:: RECORDED DATA ::
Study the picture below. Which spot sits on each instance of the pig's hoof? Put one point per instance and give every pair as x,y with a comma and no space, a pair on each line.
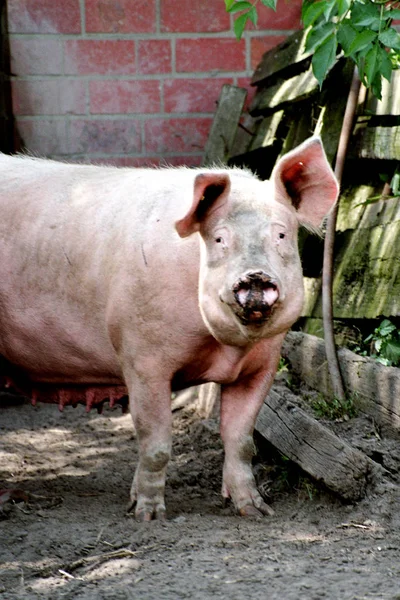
146,515
146,512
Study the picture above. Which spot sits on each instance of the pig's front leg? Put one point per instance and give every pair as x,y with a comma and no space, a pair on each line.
240,405
150,406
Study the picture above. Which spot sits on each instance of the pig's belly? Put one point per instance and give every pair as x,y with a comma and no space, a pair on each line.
68,352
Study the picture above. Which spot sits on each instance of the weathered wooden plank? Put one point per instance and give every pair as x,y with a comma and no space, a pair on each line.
328,459
306,442
282,59
283,92
390,103
266,132
356,209
329,124
366,282
378,142
377,387
224,126
300,128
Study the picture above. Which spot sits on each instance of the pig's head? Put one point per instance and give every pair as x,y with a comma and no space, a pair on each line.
251,284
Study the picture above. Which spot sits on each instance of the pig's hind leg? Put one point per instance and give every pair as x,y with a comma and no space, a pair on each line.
150,407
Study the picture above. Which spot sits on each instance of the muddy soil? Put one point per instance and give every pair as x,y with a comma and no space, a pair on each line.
77,542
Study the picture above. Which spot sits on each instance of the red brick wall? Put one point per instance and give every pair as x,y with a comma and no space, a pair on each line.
129,81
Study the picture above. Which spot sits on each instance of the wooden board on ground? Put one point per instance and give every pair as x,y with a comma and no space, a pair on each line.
327,458
319,452
376,388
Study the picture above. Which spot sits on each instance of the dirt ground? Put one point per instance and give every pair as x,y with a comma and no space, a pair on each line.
78,542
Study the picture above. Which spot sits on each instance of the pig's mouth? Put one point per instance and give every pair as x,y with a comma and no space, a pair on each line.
255,296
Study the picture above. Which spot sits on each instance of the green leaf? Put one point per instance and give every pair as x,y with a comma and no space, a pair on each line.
240,24
390,38
317,35
392,351
269,3
239,6
346,35
228,4
386,65
395,184
253,16
324,58
313,12
330,10
394,13
372,62
343,6
385,327
365,15
362,40
376,86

:: WHAT YOU NEED TO DO ::
Return each record as written, minus its images.

:: EXERCISE RESPONSE ::
Study the picture below. Which spot sits on each instance of the pig's hoof? Put one point per instance and give every pair as x,y with a comma and no space, a pair on each line.
146,515
146,512
Study the picture above. Which spot sits on each instance of the pig's front leg? Put one point per instance and give every pair as x,y with a comma and no space, a pair on each line.
240,405
150,406
Study the picture above. Which spot sits on each instance of the pig's belly? Put one point per instance and give every pair as x,y with a comma and no space, a pair on each line.
68,352
Study the picture above. Which spot sits on each instance of the weathered wooden plank? Put one point per instance and give every pair as x,y with a comma and no space, a pair on each line.
328,459
306,442
282,59
283,92
390,103
266,132
356,209
329,124
366,282
378,142
377,387
224,126
300,128
Study the picture above. Which spot sits on each instance of the pig's head? Put one point per instance and give every pair as x,y with a comma and no space, a pair on each line.
251,284
Study the picture above. Which spot sits on each instance of the pig's hind leg? Put one point per instance and give every pair as x,y with a comma and no space, a pair on each line.
150,407
Study the picture above. Which spot sits on each instance of the muddy soil? Put one point per instance and give every pair as x,y with a comma and no space, a pair on each line.
77,542
Study the picture above. Which spot sits on each instance of the red brick wall? Put one point per instance and give every pair as x,y with a comma and no space, a pair on each line.
129,81
Study the picture above. Which spot sits on each instance of the wooden board on ground? Put one point per instance and give every pair as x,y with a comma and no space, a pair on each line.
327,458
319,452
376,388
Study the picture above. Which spot sits on each instance of the dirt ground? Put one point per instance and give every pair as x,y with a comma and no space, a pair on each line.
78,542
Study the picture above. Which spot sits on each instance of the pig's mouth? Put one point per instance and give every pair as x,y with a comma and no space, a pair on each line.
255,296
Study the picture above. Which spot sits on each instance of the green leaf? Put one point per instance and give every pair as x,y with a comma and no space, a pair on each line.
240,24
390,38
317,35
392,351
269,3
239,6
346,35
228,4
386,65
395,184
253,16
324,58
313,12
330,10
394,13
372,62
343,6
385,327
365,15
362,40
376,86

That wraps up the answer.